• _MATERIAL FOR THIS TASK_
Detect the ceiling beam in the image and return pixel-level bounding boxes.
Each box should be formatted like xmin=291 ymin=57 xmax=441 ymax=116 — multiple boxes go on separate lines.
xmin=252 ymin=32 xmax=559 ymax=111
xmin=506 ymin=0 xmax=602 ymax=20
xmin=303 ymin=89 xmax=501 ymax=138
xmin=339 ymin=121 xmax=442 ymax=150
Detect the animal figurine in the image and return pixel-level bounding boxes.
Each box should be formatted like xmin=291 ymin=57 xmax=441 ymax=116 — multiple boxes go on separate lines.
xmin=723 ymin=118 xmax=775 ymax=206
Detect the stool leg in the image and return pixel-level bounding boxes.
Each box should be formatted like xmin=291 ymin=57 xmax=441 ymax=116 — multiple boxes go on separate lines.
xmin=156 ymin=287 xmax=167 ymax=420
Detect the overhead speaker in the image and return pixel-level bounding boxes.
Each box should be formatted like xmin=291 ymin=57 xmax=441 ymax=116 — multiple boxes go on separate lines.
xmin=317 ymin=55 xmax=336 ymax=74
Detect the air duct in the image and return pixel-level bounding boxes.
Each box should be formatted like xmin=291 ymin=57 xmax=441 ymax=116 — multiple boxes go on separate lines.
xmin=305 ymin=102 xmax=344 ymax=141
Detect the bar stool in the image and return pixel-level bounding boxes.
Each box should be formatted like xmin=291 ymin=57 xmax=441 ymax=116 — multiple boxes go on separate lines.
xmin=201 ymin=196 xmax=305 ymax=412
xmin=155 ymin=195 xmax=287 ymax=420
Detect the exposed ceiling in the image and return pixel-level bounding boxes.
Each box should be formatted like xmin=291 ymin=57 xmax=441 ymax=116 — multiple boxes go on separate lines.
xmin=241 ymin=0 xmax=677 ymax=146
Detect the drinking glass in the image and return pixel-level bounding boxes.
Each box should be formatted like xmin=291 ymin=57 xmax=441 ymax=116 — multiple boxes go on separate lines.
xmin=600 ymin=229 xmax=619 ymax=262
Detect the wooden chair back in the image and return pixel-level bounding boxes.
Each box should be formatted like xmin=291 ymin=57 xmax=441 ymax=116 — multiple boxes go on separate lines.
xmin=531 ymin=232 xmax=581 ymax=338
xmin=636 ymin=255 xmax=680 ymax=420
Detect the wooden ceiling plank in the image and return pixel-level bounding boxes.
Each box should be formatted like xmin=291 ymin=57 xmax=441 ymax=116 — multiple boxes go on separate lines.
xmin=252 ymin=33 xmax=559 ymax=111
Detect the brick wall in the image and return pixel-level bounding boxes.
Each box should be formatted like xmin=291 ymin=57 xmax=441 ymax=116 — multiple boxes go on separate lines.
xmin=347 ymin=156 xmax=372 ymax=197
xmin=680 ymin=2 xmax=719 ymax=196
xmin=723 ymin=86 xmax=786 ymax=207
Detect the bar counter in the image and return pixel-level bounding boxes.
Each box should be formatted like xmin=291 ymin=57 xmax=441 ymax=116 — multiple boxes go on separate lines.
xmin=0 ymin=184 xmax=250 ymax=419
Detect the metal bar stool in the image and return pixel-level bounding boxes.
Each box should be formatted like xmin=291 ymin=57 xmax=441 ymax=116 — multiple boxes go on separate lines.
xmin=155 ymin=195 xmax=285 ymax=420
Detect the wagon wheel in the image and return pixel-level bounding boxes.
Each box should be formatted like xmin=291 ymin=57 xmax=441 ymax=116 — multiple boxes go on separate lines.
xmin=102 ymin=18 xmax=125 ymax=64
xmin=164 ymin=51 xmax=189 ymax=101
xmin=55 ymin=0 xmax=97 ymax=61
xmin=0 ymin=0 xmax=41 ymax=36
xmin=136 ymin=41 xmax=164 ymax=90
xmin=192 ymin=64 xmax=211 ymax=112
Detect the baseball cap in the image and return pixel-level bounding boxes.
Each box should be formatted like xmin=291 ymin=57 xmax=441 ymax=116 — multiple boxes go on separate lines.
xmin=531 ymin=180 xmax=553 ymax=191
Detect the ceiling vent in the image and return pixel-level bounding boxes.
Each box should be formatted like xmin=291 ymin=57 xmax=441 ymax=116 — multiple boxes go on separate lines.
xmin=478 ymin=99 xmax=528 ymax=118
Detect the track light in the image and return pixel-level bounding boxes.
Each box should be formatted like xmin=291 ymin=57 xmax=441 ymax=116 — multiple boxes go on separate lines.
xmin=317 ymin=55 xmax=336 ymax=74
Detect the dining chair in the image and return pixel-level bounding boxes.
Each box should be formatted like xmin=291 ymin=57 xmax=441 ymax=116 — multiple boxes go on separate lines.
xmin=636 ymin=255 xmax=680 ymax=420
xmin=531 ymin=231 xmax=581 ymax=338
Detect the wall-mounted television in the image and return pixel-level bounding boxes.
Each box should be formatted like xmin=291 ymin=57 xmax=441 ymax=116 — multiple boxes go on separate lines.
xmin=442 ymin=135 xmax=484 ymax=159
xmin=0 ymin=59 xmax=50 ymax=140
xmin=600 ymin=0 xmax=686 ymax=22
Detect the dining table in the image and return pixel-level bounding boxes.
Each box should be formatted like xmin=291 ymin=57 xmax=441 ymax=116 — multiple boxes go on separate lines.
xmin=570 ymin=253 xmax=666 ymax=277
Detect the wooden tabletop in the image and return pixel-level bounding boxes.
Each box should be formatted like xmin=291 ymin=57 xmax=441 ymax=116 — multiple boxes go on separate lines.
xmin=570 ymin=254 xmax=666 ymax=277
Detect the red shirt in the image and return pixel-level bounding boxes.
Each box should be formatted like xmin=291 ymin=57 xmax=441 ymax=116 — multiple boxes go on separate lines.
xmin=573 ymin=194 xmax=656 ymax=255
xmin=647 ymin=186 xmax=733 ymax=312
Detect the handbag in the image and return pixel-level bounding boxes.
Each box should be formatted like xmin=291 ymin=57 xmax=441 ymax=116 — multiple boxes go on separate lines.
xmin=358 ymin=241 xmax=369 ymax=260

--

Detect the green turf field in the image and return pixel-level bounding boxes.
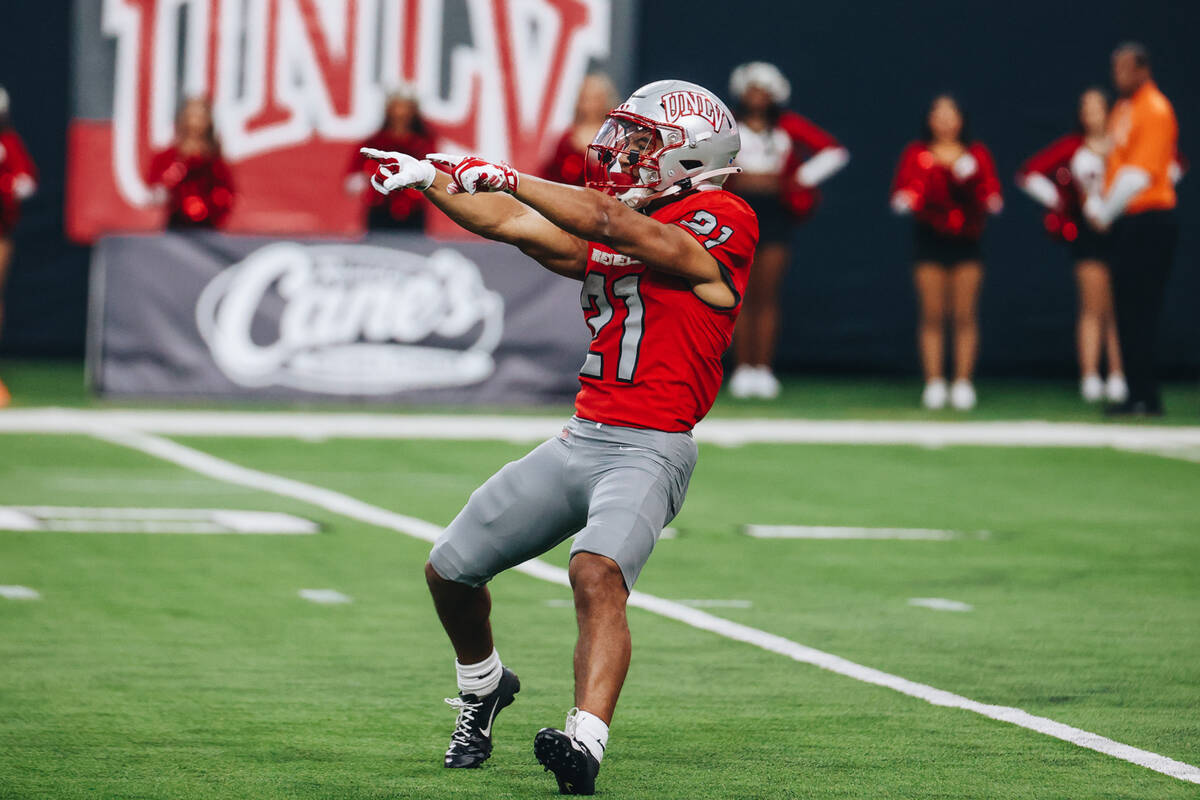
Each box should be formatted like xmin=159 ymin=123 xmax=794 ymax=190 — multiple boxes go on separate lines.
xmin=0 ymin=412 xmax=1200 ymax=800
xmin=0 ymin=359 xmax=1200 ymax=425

• _EXERCISE REQUIREMENTS_
Express the rows from the line with "Detect the wagon" up to and including the line with "xmin=136 ymin=41 xmax=164 ymax=90" as a two-column CSV with the headers text and answer, one CSV line per row. Put each row's text and its answer in a single quoted field each, with line breaks replaced by spaces.

• _SOLUTION TO THIS PROBLEM_
text,answer
"Detect the wagon wheel in the image and return pixel-level bounding boxes. Each box should be formatted like xmin=291 ymin=57 xmax=441 ymax=116 — multiple boxes go on separate lines.","xmin=102 ymin=18 xmax=125 ymax=64 xmin=164 ymin=51 xmax=189 ymax=101 xmin=55 ymin=0 xmax=97 ymax=61 xmin=0 ymin=0 xmax=41 ymax=36 xmin=136 ymin=41 xmax=164 ymax=90"